Request →
Write out every entry exactly as it appears.

Data entries →
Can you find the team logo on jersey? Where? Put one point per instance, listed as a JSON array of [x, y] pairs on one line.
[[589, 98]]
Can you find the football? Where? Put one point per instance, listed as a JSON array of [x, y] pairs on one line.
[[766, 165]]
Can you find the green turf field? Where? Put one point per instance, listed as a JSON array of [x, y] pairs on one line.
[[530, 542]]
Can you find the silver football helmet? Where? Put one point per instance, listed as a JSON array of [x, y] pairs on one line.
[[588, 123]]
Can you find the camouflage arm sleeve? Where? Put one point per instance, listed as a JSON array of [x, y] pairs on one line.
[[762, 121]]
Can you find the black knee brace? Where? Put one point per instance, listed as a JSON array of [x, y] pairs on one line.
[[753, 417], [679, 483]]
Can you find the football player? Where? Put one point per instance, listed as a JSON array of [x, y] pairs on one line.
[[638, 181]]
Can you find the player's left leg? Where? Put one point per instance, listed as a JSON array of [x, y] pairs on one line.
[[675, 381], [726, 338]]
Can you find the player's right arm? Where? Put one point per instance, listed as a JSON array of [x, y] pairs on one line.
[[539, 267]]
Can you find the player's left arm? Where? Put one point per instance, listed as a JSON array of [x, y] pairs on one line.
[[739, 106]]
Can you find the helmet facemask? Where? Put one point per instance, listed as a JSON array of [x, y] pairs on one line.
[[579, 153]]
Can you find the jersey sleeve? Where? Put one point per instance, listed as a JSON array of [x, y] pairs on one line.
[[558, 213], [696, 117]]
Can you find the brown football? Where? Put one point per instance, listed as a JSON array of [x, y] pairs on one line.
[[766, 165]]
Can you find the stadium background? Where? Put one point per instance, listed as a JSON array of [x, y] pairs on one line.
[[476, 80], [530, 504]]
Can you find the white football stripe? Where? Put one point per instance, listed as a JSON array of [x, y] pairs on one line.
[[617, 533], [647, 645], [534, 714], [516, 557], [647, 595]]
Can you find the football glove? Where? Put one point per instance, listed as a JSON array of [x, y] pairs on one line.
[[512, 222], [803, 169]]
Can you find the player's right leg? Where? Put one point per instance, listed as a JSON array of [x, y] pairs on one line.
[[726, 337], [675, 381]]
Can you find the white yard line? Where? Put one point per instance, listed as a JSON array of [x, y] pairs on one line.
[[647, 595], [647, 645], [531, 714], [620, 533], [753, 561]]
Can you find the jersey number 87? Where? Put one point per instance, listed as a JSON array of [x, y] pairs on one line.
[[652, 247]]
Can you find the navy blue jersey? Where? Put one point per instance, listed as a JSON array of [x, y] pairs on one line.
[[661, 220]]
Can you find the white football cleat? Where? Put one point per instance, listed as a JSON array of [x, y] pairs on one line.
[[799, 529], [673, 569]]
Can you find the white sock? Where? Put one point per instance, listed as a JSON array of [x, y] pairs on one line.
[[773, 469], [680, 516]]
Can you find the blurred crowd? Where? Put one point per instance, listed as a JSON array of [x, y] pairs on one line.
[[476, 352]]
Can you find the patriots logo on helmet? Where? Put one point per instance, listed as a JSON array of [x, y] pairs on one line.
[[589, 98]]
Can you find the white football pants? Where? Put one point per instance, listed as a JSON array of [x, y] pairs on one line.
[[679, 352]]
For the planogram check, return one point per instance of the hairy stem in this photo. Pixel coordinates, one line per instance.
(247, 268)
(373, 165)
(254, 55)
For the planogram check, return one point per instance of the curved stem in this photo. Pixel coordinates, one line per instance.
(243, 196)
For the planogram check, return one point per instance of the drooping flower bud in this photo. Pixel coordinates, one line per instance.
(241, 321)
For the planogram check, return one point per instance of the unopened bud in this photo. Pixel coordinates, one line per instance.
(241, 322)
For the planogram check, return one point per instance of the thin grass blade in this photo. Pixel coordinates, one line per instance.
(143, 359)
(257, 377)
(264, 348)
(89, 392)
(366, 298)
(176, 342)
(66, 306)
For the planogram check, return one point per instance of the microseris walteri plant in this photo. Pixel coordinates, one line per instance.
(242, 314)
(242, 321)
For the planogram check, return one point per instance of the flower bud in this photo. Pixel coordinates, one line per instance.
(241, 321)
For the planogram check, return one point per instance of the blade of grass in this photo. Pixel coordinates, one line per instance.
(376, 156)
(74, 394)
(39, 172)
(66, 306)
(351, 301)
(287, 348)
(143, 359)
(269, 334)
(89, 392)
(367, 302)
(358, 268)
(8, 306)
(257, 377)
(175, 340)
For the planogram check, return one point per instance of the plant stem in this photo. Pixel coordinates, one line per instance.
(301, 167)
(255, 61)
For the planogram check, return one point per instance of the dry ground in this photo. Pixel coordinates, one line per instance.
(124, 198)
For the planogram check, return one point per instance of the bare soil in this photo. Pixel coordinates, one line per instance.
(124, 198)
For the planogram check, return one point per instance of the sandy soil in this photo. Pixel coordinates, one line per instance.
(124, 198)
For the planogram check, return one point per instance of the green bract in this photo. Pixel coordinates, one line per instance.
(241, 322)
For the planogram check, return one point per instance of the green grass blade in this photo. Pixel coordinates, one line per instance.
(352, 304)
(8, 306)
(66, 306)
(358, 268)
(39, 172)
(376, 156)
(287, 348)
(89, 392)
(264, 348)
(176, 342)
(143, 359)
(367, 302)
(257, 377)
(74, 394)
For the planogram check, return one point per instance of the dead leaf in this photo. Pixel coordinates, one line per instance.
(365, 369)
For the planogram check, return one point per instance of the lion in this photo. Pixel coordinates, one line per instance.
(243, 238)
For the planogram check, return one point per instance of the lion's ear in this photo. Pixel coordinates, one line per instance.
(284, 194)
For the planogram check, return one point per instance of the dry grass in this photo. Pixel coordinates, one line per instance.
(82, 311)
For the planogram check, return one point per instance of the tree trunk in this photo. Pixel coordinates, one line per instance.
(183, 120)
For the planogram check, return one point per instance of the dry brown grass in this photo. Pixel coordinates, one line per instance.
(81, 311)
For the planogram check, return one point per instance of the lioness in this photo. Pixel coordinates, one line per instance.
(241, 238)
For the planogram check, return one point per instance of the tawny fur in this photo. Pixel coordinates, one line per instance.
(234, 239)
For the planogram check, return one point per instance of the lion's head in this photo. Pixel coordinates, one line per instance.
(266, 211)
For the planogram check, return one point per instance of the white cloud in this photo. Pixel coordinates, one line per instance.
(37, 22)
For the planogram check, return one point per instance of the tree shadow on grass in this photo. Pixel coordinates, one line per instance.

Answer for the task →
Can you find the team logo on jersey? Where? Put one point per instance, listed as a JSON array of [x, y] pairs on one line.
[[589, 98]]
Can you find the football? Where? Put one point per instance, listed as a JSON array of [x, y] pairs on one line.
[[766, 165]]
Can you find the green turf field? Where? Put one point per instance, listed as a JSON array of [x, y] pairs on one line.
[[530, 542]]
Can you find the silver football helmet? Where? Put one point per instance, listed as a JSON array of [x, y] pairs on one line.
[[588, 123]]
Can you find the camouflage arm sleeve? Where? Put one point per instance, listed as a JSON array of [x, y] pairs on one line.
[[762, 121]]
Can you find the black knee brace? Where? Put one point per instance, listed as a JSON array of [x, y] pairs on one line.
[[753, 417], [679, 483]]
Can you find the football player? Where? Put one point per instance, listed as a JSON array of [x, y] pairs on one line.
[[638, 181]]
Can you find the player's left leg? Where? Put one point per instance, listed as a JSON array of [x, y] pairs on one line.
[[675, 381], [726, 338]]
Can you find the player's right arm? Where? Put one point per instance, listed as a JSON array of [x, y] pairs on one line.
[[539, 267]]
Can you find the player's left arm? Where? Put one point per instance, listed as a JSON array of [x, y] pairs on one line.
[[739, 106]]
Can you find the helmet facemask? Where? Put one point per instance, listed as a JSON array of [x, y] pairs on one line.
[[579, 153]]
Can you find the jersey sleeve? Where? Put one point per instance, listed as a JSON array of [x, y] pairs on one line.
[[558, 213], [696, 117]]
Can you find the brown football? Where? Put one point per instance, listed as a JSON array of [x, y] pairs on one line.
[[766, 165]]
Can you find the stadium background? Where? Put one point per instance, listed as a JSON array of [x, y] pairs on one line.
[[476, 80], [530, 504]]
Can you find the white football stripe? Where? Put one point per instance, listed as a JSON array of [x, y] pairs on one line.
[[617, 533], [647, 645], [534, 714], [516, 557], [647, 595]]
Can you find the football glove? Where? Put one point per instance, listed as a JSON array of [x, y] pairs on one line.
[[512, 222], [803, 169]]
Can you find the player's right leg? Where? Put one point per instance, listed as a JSON array of [x, y] pairs on one line.
[[726, 337], [675, 381]]
Can you find the white yard line? Where? Put one point per instance, listed as a JSON array of [x, y] pairs on one line.
[[647, 595], [647, 645], [531, 714], [620, 533], [753, 561]]
Can you find the jersey number 87? Where? Put one point per instance, listed as a JSON array of [x, y] pairs on one line.
[[652, 247]]
Can you find the navy blue jersey? Where? Put one point per instance, listed as a JSON array of [x, y] pairs on one line.
[[661, 220]]
Can you find the white football cleat? Where? Put one point per instance, listed as a JSON array of [x, y] pairs on one line.
[[799, 529], [673, 569]]
Can you find the white sock? Where? Put one point per instance, listed as a JSON array of [x, y] pairs on one line.
[[773, 469], [680, 516]]
Can you find the blurred crowd? Where? Put one point per instance, listed as a JSON array of [x, y] pairs on one line.
[[476, 352]]
Can you find the patriots logo on helmet? Where? Put one point per instance, listed as a JSON array of [x, y] pairs on one line.
[[589, 98]]
Can you find the white football pants? Where? Put one point per instance, listed as a JSON array of [x, y] pairs on one line.
[[679, 352]]
For the planogram check, return one point per instance of the hairy stem in this photo. Pixel coordinates, one line per instance.
(247, 268)
(373, 165)
(254, 55)
For the planogram check, return one point per instance of the curved stem in this photo. Pixel coordinates, one line per instance.
(243, 196)
For the planogram check, return one point per instance of the drooping flower bud in this photo. Pixel coordinates, one line per instance.
(241, 321)
For the planogram check, return one point per instance of the unopened bud in this photo. Pixel coordinates, one line per instance.
(241, 322)
For the planogram check, return one point per instance of the thin grass blade in this photo. Pixel coordinates, one line per instance.
(143, 359)
(257, 377)
(264, 348)
(89, 392)
(366, 298)
(176, 342)
(66, 306)
For the planogram check, return one point per instance of the microseris walteri plant in this photo. Pixel coordinates, one line per instance.
(242, 314)
(242, 321)
For the planogram check, return one point per instance of the flower bud in this photo. Pixel coordinates, one line per instance.
(241, 321)
For the planogram check, return one point per instance of the blade of grass in this photo. Pixel coordinates, one line per instance.
(376, 156)
(74, 394)
(39, 172)
(66, 306)
(351, 301)
(287, 348)
(143, 359)
(269, 334)
(89, 392)
(367, 302)
(358, 268)
(8, 306)
(257, 377)
(175, 340)
For the planogram check, return one point per instance of the plant stem in this photo. Pixel coordinates, one line per instance.
(301, 167)
(255, 61)
For the planogram check, return one point per instance of the dry ground in this photo. Pixel coordinates, one line per instance.
(124, 198)
For the planogram check, return one point per instance of the bare soil in this photo. Pixel coordinates, one line per instance.
(124, 198)
For the planogram check, return one point per instance of the sandy soil in this photo. Pixel coordinates, one line per instance.
(124, 198)
For the planogram check, return one point per instance of the green bract in this photo. Pixel coordinates, one line per instance.
(241, 322)
For the planogram check, return one point per instance of the green grass blade in this photo. Pixel coordinates, one line per instance.
(352, 304)
(8, 306)
(66, 306)
(358, 268)
(39, 172)
(376, 156)
(287, 348)
(89, 392)
(264, 348)
(176, 342)
(143, 359)
(367, 302)
(257, 377)
(74, 394)
For the planogram check, return one point per instance of the dead leaf in this photo. Pixel coordinates, one line per instance.
(365, 369)
For the planogram check, return one point per instance of the lion in this photo. Pixel coordinates, one line per instance.
(243, 238)
For the planogram check, return one point per instance of the lion's ear in this photo. Pixel coordinates, one line per instance.
(284, 194)
For the planogram check, return one point per instance of the dry grass in this photo. Pixel coordinates, one line per instance.
(82, 311)
For the planogram check, return one point per instance of the tree trunk in this photo. Pixel coordinates, one line per instance.
(183, 120)
For the planogram check, return one point per instance of the dry brown grass in this photo. Pixel coordinates, one line per instance.
(81, 311)
For the planogram check, return one point per instance of the lioness in this photo. Pixel coordinates, one line per instance.
(241, 238)
For the planogram check, return one point per instance of the tawny fur in this photo. Pixel coordinates, one line per instance.
(234, 239)
For the planogram check, return one point per instance of the lion's head in this photo. Pixel coordinates, one line per instance.
(266, 211)
For the planogram check, return one point per instance of the white cloud in this photo. Pixel coordinates, one line per instance.
(37, 22)
For the planogram check, return one point per instance of the tree shadow on grass in this photo. Pixel coordinates, one line per instance.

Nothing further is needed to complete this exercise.